__What to do__
Please reproduce every row below word for word, changing nothing.

__Information given__
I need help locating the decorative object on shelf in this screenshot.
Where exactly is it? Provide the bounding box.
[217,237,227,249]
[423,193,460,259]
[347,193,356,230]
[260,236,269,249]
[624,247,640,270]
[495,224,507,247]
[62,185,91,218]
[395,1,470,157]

__Reply__
I need help locating the decorative object on shelf in this screenshot.
Where exactly is it? Provide the bounding box.
[217,237,227,249]
[423,193,460,259]
[347,193,356,230]
[260,236,269,249]
[624,247,640,270]
[495,224,507,247]
[62,185,91,218]
[395,1,470,157]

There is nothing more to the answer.